**The input**
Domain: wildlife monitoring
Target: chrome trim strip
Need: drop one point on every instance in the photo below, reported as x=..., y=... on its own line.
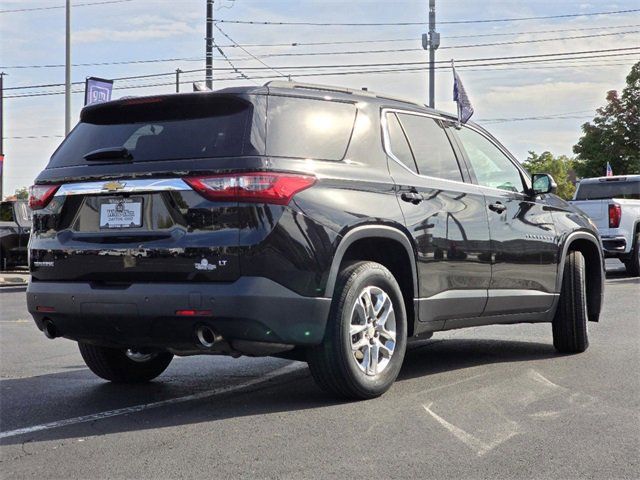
x=137, y=185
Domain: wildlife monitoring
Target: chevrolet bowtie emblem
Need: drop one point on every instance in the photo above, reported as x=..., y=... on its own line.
x=113, y=186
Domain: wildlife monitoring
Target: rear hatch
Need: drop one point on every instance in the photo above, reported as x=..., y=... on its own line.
x=124, y=212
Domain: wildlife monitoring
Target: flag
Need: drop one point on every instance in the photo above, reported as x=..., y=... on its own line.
x=465, y=110
x=97, y=90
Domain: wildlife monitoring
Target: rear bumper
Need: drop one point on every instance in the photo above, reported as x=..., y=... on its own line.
x=614, y=246
x=144, y=314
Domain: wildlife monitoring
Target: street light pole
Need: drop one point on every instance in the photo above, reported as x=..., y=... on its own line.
x=209, y=46
x=178, y=72
x=431, y=42
x=67, y=72
x=2, y=74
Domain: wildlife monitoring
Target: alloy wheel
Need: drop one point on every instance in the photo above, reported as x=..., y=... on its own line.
x=373, y=330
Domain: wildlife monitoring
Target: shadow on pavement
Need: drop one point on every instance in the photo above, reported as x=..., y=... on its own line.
x=81, y=394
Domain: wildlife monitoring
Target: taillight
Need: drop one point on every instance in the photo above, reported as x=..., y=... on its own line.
x=41, y=195
x=615, y=213
x=256, y=187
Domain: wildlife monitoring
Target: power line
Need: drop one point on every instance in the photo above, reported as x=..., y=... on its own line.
x=399, y=50
x=226, y=58
x=542, y=31
x=33, y=9
x=550, y=116
x=538, y=40
x=463, y=63
x=449, y=22
x=388, y=69
x=246, y=51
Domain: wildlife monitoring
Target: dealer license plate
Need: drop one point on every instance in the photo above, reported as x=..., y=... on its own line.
x=121, y=213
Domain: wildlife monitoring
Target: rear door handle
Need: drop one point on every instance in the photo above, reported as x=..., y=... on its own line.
x=411, y=197
x=497, y=207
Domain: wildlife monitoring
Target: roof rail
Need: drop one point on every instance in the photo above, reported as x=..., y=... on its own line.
x=328, y=88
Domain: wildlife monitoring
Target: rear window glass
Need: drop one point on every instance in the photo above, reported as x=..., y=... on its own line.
x=6, y=212
x=161, y=130
x=610, y=189
x=303, y=128
x=23, y=213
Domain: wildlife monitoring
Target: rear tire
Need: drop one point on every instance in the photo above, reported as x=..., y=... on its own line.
x=365, y=341
x=570, y=321
x=116, y=366
x=632, y=264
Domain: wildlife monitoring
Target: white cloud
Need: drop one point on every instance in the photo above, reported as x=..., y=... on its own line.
x=140, y=31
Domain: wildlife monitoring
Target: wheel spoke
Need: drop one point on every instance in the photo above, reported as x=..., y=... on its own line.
x=361, y=310
x=374, y=352
x=366, y=359
x=356, y=329
x=384, y=315
x=359, y=344
x=389, y=335
x=386, y=351
x=367, y=303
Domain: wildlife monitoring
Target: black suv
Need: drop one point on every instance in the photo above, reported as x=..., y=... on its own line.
x=15, y=224
x=295, y=220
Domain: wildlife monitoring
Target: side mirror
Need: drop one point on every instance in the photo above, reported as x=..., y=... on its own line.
x=543, y=183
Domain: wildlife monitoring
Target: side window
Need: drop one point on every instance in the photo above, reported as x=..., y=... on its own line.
x=6, y=212
x=398, y=143
x=431, y=147
x=492, y=167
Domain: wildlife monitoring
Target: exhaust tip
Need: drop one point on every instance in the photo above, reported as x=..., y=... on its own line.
x=50, y=330
x=207, y=336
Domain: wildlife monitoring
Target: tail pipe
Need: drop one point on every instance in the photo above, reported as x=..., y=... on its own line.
x=207, y=337
x=50, y=330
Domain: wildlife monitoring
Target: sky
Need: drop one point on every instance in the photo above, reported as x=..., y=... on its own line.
x=509, y=100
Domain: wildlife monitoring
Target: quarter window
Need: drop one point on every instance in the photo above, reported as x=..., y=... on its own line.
x=492, y=167
x=398, y=143
x=304, y=128
x=431, y=148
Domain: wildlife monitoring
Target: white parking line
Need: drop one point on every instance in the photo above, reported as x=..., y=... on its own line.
x=148, y=406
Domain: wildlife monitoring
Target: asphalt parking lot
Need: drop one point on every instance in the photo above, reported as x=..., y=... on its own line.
x=490, y=402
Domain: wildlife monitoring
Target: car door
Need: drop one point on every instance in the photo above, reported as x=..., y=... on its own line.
x=523, y=236
x=444, y=215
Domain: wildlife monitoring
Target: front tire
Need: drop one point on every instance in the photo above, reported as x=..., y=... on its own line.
x=124, y=366
x=632, y=264
x=570, y=321
x=365, y=341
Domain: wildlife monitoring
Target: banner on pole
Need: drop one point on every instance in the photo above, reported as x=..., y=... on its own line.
x=465, y=110
x=97, y=90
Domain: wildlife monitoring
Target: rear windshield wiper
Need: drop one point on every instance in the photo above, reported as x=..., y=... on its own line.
x=118, y=154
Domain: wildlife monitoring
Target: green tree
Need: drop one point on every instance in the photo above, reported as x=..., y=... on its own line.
x=22, y=193
x=614, y=134
x=557, y=167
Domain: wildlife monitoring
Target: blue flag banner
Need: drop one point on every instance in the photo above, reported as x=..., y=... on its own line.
x=609, y=170
x=465, y=110
x=97, y=90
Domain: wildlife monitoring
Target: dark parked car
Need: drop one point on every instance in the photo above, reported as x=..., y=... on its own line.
x=15, y=225
x=294, y=220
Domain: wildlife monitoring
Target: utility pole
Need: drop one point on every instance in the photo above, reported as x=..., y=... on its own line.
x=2, y=74
x=178, y=72
x=67, y=72
x=431, y=41
x=209, y=46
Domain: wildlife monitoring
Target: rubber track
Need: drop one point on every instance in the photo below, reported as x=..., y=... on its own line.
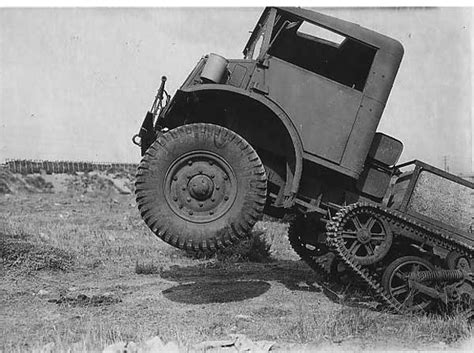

**Aim of the exercise**
Please copy the entries above line for line, from their very start through the line with "x=121, y=213", including that line. Leave the pictures out of your copy.

**Answer**
Domain: wildlife monitoring
Target: chrome trim strip
Need: drop one point on every instance in the photo below, reported as x=..., y=... on its own line.
x=137, y=185
Domain: wildlife monitoring
Target: chevrolet bowtie emblem
Need: drop one point on every instance in the photo above, reported as x=..., y=... on its own line.
x=113, y=186
Domain: wildlife monitoring
Target: rear hatch
Need: drop one point on every instance in the photo above, reported as x=..., y=... on its own line.
x=124, y=212
Domain: wildlife monitoring
Target: flag
Need: drop one point on every instance in the photo above, reported as x=..., y=... on its own line.
x=465, y=110
x=97, y=90
Domain: wildlife monitoring
Target: rear bumper
Need: drop one point on every instance in the photo above, reported as x=..., y=... on its own line.
x=614, y=246
x=144, y=314
Domain: wildlife monitoring
Target: street light pole
Need: drop one point on every instance in the photo above, reported as x=..., y=... on its own line.
x=209, y=46
x=178, y=72
x=431, y=42
x=67, y=72
x=2, y=74
Domain: wildlife monitoring
Target: alloy wheel
Need: drop one point on every instance in the photo above, reported as x=..., y=... on its own line.
x=373, y=330
Domain: wildlife monitoring
Target: shadow on pavement
Need: drop one point on every instance in the photo above, reported as x=..., y=... on its own line.
x=81, y=394
Domain: wildlife monitoring
Target: taillight
Need: drop one point on every instance in the photo above, reported as x=..., y=... on its own line.
x=41, y=195
x=615, y=213
x=256, y=187
Domain: wildlife monitoring
Target: power line
Need: drop one point on every instance in the photo above, reported as x=..., y=... on its own line.
x=399, y=50
x=226, y=58
x=542, y=31
x=33, y=9
x=550, y=116
x=538, y=40
x=463, y=63
x=449, y=22
x=388, y=69
x=246, y=51
Domain: wildlife monitoring
Target: dealer license plate
Need: drop one point on every instance in the photo above, reported as x=..., y=... on its own line.
x=121, y=213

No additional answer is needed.